begin Provided data

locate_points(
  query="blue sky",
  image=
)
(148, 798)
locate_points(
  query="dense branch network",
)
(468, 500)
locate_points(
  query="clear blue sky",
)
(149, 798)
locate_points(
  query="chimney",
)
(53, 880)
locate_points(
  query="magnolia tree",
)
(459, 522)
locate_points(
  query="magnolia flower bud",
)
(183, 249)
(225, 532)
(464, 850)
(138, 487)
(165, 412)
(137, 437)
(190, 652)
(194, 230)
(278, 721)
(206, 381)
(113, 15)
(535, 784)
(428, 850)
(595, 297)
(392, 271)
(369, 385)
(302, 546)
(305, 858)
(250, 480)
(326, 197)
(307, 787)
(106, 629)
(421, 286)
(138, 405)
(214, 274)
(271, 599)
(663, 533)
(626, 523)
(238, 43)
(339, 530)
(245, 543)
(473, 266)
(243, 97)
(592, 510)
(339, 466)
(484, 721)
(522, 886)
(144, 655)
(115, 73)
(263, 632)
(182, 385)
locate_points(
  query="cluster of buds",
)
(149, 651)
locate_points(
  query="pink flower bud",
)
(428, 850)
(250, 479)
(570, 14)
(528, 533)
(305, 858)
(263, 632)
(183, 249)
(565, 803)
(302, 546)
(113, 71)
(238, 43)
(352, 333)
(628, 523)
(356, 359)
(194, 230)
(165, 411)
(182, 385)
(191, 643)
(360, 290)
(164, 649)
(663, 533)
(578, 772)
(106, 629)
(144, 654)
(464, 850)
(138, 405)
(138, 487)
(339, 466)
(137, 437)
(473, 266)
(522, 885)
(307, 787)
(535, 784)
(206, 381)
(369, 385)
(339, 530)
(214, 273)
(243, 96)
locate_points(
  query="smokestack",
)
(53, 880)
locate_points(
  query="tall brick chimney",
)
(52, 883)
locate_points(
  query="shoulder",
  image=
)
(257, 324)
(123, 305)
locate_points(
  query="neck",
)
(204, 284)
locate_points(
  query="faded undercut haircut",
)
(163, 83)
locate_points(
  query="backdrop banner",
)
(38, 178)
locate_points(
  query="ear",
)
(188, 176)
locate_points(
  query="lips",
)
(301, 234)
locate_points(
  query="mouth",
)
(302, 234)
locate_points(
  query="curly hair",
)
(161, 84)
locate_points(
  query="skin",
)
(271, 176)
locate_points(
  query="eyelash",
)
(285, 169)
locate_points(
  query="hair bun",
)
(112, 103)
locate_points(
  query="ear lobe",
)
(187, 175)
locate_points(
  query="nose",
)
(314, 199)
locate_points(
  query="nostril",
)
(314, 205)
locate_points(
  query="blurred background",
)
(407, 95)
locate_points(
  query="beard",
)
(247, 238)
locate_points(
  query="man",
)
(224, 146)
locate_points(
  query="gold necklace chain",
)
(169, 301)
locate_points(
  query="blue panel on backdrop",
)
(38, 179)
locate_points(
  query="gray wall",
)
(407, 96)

end Provided data

== The task ==
Pick out every line above that contains the word "magnolia" and copy each one.

== Finished task ==
  query="magnolia tree",
  query="magnolia flower bud",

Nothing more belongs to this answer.